- **Objective**: List every line of the data below that contains the word "branch".
-- begin --
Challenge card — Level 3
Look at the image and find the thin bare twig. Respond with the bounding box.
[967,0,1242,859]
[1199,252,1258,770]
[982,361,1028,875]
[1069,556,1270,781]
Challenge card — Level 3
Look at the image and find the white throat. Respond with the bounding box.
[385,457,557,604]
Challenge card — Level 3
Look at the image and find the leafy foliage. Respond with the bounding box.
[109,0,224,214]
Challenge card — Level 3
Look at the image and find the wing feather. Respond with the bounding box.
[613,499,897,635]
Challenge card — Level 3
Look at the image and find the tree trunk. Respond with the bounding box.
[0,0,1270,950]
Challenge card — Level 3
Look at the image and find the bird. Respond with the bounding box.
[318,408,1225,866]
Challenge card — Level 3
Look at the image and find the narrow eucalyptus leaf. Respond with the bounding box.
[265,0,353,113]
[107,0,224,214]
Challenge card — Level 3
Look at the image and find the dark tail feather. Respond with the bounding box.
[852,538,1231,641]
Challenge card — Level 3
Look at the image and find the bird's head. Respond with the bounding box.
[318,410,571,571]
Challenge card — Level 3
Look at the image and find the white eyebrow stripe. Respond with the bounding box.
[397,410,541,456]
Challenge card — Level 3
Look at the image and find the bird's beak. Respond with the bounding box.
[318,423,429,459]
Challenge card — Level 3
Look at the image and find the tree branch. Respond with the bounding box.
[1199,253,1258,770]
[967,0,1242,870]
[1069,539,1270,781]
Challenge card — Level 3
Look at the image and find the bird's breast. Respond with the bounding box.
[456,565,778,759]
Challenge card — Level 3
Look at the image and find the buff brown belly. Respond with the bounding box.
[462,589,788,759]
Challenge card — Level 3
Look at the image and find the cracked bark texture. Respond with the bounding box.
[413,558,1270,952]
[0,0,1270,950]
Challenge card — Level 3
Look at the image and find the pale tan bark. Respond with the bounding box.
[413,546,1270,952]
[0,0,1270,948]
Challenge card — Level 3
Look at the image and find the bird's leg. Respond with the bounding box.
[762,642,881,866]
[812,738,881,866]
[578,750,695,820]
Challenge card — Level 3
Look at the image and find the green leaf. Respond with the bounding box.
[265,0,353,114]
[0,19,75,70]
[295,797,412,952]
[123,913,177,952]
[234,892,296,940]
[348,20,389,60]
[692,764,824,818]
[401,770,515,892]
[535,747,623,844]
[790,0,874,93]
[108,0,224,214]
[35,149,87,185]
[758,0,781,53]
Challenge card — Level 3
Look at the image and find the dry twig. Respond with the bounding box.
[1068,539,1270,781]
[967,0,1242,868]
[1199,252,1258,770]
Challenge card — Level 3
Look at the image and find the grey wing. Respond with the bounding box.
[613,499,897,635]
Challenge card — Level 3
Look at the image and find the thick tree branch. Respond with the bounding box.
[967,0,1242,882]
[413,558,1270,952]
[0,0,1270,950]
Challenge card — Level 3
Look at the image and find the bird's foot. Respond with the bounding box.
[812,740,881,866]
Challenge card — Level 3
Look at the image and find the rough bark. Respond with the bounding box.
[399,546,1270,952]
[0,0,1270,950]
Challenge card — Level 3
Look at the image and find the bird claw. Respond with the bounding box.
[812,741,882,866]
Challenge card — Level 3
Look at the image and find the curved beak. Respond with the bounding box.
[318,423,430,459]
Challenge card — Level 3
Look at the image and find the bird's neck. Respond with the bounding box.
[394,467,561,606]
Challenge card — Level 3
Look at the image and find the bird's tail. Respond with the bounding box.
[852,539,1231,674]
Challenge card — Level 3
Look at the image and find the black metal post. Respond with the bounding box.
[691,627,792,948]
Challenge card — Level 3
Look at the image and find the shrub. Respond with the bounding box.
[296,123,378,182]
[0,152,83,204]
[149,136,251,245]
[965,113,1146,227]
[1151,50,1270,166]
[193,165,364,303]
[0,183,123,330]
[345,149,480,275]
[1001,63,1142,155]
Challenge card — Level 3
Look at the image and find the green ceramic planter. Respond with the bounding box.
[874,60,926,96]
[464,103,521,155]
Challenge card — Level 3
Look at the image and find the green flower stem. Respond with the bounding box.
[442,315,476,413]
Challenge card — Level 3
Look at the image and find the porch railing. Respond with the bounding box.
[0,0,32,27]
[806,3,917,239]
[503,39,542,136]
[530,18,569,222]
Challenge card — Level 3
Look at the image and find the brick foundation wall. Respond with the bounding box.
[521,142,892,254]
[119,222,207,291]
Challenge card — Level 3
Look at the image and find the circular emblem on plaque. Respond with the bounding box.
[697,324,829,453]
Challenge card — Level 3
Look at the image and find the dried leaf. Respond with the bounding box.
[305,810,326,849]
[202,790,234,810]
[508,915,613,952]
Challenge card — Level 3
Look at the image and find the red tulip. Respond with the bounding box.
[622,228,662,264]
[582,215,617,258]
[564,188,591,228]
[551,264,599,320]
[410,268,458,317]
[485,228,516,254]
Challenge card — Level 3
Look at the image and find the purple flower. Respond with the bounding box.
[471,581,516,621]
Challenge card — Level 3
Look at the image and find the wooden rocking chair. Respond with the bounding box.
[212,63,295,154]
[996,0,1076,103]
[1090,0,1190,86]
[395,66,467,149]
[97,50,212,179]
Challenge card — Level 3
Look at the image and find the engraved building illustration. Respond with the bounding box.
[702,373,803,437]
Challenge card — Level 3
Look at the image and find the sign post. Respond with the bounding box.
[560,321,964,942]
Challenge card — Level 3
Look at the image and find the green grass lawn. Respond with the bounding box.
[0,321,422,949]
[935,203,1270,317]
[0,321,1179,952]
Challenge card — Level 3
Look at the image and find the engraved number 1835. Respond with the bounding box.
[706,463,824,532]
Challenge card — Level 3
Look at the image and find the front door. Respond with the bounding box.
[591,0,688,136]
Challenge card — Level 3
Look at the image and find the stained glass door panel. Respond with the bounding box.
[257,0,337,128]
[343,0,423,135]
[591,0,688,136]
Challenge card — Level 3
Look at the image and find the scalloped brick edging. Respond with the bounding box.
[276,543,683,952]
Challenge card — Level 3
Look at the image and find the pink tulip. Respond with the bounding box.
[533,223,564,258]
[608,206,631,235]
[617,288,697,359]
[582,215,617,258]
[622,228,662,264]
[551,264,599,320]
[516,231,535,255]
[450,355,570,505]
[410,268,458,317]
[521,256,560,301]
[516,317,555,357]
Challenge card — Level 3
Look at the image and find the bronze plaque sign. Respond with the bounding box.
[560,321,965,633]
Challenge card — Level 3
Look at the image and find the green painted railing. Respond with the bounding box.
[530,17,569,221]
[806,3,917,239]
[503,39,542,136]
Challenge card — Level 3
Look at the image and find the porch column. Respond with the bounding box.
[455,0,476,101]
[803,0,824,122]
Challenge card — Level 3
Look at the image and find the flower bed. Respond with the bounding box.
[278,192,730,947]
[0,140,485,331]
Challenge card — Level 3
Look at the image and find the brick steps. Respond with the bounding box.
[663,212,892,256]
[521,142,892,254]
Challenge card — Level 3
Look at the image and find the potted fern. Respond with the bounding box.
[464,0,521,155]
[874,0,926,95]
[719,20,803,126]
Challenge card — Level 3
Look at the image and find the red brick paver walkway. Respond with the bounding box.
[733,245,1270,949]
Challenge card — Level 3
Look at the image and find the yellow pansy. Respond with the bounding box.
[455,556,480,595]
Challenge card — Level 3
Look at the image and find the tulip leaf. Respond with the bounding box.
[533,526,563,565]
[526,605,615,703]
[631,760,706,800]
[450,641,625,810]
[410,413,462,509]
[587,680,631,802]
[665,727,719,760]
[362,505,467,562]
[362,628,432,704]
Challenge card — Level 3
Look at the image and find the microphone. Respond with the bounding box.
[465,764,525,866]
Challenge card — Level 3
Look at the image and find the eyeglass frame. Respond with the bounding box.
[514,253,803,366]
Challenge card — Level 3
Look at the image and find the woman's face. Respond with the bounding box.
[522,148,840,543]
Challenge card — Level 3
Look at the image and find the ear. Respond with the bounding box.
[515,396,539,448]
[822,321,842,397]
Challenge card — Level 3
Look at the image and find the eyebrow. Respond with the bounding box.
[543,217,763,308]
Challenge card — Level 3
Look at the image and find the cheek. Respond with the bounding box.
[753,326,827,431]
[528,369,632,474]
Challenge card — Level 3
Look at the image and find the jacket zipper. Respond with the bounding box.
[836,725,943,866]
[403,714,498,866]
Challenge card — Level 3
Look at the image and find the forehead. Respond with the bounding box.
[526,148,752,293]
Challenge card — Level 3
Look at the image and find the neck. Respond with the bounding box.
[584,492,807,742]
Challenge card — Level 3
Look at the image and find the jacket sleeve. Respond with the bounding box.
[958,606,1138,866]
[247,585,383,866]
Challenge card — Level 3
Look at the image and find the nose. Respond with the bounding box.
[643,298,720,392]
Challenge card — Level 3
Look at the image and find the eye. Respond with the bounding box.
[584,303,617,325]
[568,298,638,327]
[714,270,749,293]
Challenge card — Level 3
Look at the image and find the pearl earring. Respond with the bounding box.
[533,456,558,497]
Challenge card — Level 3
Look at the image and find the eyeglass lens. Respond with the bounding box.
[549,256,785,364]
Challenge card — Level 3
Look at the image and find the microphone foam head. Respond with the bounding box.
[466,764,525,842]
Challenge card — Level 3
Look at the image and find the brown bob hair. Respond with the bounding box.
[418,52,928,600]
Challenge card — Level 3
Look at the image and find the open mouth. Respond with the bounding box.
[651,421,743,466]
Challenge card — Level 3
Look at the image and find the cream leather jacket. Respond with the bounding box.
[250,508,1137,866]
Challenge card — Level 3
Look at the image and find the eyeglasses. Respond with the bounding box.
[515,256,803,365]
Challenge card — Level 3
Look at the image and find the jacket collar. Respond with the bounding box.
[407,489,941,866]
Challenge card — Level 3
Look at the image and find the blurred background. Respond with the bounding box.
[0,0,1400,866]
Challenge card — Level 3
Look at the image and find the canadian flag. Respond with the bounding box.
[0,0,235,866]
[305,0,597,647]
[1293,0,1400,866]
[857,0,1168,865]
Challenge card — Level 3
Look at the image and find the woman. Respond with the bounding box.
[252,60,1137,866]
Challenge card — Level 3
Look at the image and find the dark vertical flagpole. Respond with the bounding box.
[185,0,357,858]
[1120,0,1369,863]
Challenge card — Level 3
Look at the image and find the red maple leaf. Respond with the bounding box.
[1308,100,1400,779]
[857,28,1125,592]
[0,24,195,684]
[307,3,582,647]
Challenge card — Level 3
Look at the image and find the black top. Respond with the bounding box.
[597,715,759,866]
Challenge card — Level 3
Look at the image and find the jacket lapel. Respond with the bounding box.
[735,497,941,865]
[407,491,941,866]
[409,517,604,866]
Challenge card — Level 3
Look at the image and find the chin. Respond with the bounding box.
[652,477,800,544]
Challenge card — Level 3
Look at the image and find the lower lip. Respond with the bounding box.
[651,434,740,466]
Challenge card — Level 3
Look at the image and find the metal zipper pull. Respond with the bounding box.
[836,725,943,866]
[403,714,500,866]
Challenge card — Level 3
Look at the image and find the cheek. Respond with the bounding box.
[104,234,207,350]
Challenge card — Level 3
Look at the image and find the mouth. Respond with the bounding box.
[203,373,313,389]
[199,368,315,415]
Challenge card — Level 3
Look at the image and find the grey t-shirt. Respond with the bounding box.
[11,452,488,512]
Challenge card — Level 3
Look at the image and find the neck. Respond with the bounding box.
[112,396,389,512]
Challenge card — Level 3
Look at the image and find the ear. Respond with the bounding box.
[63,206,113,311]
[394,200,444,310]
-- end --
- **Exercise solution**:
Look at the image and find the tree branch. Respond with the bounding box.
Look at the image and find the thick tree branch. Respond with the bounding box.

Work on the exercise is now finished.